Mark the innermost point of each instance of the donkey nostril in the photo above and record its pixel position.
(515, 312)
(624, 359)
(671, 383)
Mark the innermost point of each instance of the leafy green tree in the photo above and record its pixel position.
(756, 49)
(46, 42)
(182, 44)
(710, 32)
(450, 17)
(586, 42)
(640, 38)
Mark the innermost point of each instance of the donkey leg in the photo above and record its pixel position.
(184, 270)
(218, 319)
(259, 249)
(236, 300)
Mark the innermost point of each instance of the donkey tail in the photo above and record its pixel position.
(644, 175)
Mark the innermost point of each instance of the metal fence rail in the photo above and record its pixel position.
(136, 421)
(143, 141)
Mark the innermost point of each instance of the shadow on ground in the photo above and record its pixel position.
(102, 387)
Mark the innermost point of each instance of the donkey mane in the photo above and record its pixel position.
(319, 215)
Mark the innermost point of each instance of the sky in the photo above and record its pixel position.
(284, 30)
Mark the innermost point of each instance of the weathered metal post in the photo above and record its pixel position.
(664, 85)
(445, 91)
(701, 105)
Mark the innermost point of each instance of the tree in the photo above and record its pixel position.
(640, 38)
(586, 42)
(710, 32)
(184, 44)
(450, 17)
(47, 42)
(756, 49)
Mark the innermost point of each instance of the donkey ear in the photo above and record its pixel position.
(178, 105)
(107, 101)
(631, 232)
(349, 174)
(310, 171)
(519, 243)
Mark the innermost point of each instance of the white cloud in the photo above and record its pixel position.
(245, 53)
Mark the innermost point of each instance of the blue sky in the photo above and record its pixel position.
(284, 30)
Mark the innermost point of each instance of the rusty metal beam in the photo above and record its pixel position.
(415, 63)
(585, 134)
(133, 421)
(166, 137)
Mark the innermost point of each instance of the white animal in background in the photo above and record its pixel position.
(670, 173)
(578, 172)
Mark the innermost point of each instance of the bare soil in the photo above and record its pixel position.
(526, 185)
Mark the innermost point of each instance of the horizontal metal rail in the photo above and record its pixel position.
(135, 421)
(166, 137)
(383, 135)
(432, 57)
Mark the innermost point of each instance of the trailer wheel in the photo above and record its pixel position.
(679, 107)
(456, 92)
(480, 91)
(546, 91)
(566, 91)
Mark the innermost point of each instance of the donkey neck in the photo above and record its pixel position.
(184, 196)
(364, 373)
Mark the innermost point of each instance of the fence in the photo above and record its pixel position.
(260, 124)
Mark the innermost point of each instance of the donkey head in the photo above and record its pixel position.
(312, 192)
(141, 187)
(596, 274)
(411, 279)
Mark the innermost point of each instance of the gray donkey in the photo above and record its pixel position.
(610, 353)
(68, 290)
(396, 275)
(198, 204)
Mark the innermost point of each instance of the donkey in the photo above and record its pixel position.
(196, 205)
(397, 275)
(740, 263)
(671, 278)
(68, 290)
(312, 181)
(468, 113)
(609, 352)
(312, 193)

· · · ·

* _Work instructions_: Reproduce all of the records above verbatim, from the first line through the last.

* _Solution_:
Mark the innermost point of each instance of the donkey nostril in the photo above and record its pixel position.
(515, 312)
(624, 359)
(671, 383)
Mark the innermost point of each instance of the leafy green tree in the photo above and record its pixel position.
(756, 49)
(46, 42)
(182, 44)
(710, 32)
(450, 17)
(586, 42)
(640, 38)
Mark the innermost point of each instance of the donkey leg in the photo above and record its pixel position.
(184, 270)
(218, 319)
(259, 249)
(236, 300)
Mark the innermost point of each instance of the donkey tail in the photo above and record its pixel position.
(644, 175)
Mark the innermost point of each instance of the metal fence rail in the photo above and record its pixel position.
(136, 421)
(143, 141)
Mark the innermost point of each instance of the shadow on ground in the photo above and record its pixel position.
(102, 387)
Mark the innermost point of each instance of the donkey mane in the photo above and record its pixel position.
(319, 215)
Mark the innermost point of each instance of the sky in the photo above and record its pixel position.
(284, 30)
Mark the innermost point of each instance of the weathered metal post in the photo above and record its pixel position.
(664, 85)
(445, 91)
(701, 105)
Mark the innermost point of each instance of the tree in the photo above and record its pixel position.
(640, 38)
(586, 42)
(710, 32)
(184, 44)
(450, 17)
(47, 42)
(756, 49)
Mark the innermost point of each instance of the donkey ear in the photo above and record its pixel position.
(178, 105)
(107, 101)
(631, 232)
(349, 174)
(310, 171)
(519, 243)
Mark the innermost point of each instance of the white cloud in the photo above and record its pixel position.
(245, 53)
Mark the innermost point of each instance of the blue sky in the photo above and record its pixel position.
(284, 30)
Mark the innermost point of each instance of the rusty metal beam in the photo above and record its pixel position.
(415, 63)
(585, 134)
(133, 421)
(166, 137)
Mark the innermost point of each instance of the white animal in background in the photo above and record its pixel position.
(670, 173)
(578, 172)
Mark the innermost point of each instance of the bare soil in the photo above and record its pixel position.
(526, 185)
Mark the innermost point of each instance of the horizontal metal rail in the photo above and record its pixel position.
(135, 421)
(166, 137)
(383, 135)
(432, 57)
Mark the innermost point of each instance of the trailer wheel in the photo above and record its pixel position.
(679, 107)
(456, 92)
(480, 91)
(546, 91)
(566, 91)
Mark the innermost point of each instance of the donkey neck in the photo above and record its pixel position.
(184, 196)
(364, 373)
Mark the innermost point of each instance of the fence in the photo above and record its pixel position.
(260, 124)
Mark the innermost point of each instance of the donkey head in the photo above and record its pixel position.
(312, 192)
(141, 187)
(596, 274)
(411, 279)
Mark the innermost point of each instance of the gray donkey in the photo above and record its pixel position.
(610, 353)
(68, 290)
(396, 275)
(198, 204)
Mark the innermost point of each instance of the donkey in the photo above and record its pixel position.
(196, 205)
(397, 275)
(740, 263)
(671, 278)
(68, 290)
(312, 181)
(468, 113)
(609, 352)
(312, 193)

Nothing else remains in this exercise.